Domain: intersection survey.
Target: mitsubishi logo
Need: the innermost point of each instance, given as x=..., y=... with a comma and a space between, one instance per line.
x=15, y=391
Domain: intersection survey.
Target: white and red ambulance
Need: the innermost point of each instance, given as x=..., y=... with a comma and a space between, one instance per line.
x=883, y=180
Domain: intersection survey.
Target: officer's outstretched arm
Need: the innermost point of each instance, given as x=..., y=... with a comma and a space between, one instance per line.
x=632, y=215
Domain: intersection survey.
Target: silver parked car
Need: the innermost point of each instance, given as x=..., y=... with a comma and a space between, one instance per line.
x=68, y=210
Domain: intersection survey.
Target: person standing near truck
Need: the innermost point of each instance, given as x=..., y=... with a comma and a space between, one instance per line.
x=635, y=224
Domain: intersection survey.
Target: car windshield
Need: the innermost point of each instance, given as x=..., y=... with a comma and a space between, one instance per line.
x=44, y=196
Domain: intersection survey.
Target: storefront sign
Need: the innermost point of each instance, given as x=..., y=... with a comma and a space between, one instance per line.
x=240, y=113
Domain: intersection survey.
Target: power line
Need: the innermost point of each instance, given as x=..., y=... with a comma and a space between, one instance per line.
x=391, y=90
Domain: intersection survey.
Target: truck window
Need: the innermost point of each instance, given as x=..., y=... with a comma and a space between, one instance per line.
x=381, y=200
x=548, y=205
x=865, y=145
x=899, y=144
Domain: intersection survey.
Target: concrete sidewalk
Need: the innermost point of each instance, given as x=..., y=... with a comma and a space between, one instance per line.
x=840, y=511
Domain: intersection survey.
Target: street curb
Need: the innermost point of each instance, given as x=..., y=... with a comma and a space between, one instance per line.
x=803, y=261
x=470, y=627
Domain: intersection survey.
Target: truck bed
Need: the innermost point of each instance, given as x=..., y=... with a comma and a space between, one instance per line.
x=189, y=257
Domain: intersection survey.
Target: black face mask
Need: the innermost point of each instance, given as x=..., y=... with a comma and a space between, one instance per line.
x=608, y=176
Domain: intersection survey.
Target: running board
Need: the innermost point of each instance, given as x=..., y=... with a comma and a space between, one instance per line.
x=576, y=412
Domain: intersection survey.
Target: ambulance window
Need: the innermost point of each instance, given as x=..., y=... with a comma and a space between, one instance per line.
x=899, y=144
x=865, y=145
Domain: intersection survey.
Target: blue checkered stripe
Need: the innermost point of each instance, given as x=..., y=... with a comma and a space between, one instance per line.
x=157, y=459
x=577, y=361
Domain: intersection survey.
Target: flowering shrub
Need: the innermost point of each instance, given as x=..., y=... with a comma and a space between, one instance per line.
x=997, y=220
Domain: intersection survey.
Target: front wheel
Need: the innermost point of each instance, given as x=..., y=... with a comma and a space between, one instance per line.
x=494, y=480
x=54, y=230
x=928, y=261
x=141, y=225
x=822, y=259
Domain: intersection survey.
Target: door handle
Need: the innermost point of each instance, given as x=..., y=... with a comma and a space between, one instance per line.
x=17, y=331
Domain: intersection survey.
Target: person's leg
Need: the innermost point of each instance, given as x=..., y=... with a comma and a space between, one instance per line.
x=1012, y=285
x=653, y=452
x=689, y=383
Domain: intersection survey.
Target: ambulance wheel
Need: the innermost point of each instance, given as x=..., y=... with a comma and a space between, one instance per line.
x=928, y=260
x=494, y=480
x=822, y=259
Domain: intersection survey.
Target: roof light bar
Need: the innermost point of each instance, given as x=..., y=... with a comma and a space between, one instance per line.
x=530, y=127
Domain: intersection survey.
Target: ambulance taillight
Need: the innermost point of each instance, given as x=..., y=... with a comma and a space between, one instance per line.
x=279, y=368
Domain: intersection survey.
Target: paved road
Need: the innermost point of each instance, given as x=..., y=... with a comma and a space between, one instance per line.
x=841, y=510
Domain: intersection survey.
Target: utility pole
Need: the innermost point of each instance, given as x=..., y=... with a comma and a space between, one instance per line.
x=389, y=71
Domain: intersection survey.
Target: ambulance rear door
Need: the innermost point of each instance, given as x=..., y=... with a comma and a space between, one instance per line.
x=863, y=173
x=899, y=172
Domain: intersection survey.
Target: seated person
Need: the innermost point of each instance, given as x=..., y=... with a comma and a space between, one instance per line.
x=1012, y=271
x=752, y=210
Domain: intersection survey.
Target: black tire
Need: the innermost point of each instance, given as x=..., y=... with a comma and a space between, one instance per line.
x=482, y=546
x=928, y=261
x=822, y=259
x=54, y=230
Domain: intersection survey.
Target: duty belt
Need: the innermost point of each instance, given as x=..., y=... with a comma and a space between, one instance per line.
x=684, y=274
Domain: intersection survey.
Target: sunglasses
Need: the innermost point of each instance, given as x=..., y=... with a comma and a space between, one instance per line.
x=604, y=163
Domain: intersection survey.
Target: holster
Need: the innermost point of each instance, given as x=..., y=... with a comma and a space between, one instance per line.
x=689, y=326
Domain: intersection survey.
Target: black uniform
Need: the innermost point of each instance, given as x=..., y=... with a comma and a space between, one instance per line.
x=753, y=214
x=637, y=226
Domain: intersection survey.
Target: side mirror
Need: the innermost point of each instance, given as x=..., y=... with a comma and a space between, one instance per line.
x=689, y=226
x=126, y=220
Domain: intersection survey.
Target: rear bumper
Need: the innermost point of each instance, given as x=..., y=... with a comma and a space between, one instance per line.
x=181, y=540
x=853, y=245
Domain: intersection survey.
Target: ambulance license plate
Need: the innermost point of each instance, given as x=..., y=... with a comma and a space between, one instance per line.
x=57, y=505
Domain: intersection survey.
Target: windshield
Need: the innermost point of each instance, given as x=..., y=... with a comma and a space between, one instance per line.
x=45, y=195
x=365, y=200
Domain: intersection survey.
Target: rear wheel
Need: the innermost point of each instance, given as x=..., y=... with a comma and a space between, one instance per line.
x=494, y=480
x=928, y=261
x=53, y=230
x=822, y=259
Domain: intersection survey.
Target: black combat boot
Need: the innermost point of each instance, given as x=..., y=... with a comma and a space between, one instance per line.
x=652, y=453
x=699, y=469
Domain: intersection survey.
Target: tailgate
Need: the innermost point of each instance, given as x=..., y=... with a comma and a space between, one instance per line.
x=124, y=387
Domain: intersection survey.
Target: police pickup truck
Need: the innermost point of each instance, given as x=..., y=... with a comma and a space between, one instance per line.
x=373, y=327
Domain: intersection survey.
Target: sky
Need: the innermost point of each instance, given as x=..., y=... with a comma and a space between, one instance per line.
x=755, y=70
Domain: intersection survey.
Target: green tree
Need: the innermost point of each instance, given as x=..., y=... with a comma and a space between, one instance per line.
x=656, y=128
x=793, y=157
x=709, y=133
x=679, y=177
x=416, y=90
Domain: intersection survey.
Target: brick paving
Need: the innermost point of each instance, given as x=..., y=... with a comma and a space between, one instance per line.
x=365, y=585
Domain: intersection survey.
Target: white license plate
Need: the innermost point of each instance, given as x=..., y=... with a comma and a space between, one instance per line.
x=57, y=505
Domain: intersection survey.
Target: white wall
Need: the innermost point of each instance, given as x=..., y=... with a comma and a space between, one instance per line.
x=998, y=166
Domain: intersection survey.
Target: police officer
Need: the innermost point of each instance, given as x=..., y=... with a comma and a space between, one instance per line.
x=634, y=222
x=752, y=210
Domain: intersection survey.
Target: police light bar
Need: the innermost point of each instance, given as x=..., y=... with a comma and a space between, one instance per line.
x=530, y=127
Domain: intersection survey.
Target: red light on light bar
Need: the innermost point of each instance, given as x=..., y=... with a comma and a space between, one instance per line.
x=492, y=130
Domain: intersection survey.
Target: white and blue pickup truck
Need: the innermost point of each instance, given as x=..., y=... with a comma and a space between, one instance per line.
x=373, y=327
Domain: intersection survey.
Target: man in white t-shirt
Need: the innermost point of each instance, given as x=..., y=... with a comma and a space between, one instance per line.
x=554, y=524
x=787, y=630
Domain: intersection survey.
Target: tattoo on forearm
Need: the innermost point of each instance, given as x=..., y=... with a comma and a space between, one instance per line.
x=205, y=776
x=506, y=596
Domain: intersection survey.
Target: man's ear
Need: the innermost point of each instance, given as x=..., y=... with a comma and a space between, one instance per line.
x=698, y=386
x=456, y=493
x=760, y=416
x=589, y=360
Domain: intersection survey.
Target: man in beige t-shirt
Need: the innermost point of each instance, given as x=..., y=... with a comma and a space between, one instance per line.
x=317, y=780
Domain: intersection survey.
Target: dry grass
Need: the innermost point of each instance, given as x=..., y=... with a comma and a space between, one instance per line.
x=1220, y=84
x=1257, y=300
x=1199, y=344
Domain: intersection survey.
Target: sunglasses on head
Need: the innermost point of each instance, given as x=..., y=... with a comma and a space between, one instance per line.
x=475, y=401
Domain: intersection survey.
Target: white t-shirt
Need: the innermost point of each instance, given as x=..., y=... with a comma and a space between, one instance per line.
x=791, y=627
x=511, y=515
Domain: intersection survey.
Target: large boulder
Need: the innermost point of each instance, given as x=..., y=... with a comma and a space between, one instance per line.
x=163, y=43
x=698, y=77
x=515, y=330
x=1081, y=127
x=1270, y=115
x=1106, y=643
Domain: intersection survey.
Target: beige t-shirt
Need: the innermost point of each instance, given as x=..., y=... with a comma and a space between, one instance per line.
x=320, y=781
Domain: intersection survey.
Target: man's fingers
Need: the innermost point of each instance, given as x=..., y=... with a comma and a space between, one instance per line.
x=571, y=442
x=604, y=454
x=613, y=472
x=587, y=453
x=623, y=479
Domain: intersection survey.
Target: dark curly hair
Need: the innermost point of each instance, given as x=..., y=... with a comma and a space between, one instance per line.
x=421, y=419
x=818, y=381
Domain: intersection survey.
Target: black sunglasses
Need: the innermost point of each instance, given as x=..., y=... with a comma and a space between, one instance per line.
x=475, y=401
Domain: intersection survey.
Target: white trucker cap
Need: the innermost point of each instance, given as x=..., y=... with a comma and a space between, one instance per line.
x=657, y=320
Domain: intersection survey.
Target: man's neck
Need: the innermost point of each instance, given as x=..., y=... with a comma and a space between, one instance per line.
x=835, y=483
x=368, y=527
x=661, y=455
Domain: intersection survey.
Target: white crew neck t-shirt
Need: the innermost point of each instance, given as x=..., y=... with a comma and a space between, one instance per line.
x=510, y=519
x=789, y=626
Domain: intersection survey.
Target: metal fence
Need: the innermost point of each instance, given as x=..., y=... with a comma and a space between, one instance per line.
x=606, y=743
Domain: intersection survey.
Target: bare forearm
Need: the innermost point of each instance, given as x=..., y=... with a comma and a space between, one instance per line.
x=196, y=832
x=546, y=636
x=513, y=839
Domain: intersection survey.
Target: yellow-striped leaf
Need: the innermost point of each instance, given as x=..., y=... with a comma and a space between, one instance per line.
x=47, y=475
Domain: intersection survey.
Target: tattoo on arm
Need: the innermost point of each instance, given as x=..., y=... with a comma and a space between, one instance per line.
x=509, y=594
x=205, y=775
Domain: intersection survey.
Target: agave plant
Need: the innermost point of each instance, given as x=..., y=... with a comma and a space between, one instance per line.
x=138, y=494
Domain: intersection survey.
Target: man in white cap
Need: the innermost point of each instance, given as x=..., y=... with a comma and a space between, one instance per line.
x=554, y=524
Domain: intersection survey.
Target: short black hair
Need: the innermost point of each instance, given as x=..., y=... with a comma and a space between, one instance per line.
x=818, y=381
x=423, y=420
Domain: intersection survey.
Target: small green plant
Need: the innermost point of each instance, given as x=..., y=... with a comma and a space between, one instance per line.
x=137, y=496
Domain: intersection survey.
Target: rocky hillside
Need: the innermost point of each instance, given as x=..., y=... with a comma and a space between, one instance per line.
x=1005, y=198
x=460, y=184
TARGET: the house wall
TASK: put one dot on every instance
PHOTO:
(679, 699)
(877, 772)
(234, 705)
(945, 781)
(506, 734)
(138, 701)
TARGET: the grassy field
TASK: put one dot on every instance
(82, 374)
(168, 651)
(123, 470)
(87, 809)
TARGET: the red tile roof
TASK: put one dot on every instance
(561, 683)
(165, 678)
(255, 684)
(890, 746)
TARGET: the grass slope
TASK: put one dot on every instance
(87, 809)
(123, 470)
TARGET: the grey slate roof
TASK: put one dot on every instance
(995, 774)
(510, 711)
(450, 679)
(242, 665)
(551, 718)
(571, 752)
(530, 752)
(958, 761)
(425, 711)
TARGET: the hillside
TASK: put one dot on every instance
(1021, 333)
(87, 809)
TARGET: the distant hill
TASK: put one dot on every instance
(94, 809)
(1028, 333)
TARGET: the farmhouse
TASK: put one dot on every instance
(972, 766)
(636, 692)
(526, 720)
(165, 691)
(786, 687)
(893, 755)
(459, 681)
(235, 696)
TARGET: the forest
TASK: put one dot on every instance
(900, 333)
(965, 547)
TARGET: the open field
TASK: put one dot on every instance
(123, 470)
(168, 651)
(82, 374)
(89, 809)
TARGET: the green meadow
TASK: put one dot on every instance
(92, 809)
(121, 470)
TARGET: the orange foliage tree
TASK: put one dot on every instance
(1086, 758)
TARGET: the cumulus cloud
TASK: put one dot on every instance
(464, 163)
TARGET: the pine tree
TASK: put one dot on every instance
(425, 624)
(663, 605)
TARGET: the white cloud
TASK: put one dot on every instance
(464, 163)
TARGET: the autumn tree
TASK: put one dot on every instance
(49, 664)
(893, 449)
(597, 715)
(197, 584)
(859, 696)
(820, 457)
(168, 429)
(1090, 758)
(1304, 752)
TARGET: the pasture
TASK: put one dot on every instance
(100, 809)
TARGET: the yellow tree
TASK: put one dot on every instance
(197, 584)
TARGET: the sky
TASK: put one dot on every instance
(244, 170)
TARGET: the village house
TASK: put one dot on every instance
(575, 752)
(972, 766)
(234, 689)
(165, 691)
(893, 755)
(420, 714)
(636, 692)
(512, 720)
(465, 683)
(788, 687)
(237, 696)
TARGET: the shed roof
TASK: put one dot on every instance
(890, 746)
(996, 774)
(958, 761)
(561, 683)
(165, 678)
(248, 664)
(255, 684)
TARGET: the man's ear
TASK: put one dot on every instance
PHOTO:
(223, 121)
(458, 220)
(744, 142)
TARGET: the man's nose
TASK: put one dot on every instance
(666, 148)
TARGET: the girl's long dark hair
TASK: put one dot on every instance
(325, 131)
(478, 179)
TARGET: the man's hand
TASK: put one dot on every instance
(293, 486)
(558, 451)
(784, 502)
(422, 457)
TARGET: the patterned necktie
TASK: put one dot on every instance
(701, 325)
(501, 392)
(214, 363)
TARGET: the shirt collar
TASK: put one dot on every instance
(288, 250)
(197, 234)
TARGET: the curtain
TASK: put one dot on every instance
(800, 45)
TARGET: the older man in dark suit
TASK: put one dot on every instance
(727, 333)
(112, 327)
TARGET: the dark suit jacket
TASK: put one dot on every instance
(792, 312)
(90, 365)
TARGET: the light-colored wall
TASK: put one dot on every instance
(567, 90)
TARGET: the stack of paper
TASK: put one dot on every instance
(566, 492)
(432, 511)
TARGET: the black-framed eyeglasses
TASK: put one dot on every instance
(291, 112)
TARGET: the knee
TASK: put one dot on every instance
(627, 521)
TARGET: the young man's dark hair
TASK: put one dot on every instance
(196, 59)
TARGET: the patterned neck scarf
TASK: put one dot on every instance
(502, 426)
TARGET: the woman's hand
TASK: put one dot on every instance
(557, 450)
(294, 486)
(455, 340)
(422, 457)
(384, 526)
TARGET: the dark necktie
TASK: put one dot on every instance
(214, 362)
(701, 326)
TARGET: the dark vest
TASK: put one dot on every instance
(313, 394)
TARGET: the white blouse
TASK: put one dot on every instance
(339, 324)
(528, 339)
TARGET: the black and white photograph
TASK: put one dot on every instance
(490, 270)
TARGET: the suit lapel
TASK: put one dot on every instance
============
▶ [Prompt]:
Retype, without any change, the rows starting at the line that contains "TARGET: the white blouse" and ending at the final line of the rows, with both of those lines included.

▶ [Exercise response]:
TARGET: the white blouse
TASK: put one dot on every instance
(339, 324)
(528, 339)
TARGET: the black and white photograph
TASK: put one dot on every instance
(490, 270)
TARGET: the suit lapel
TASK: put one dot on every instance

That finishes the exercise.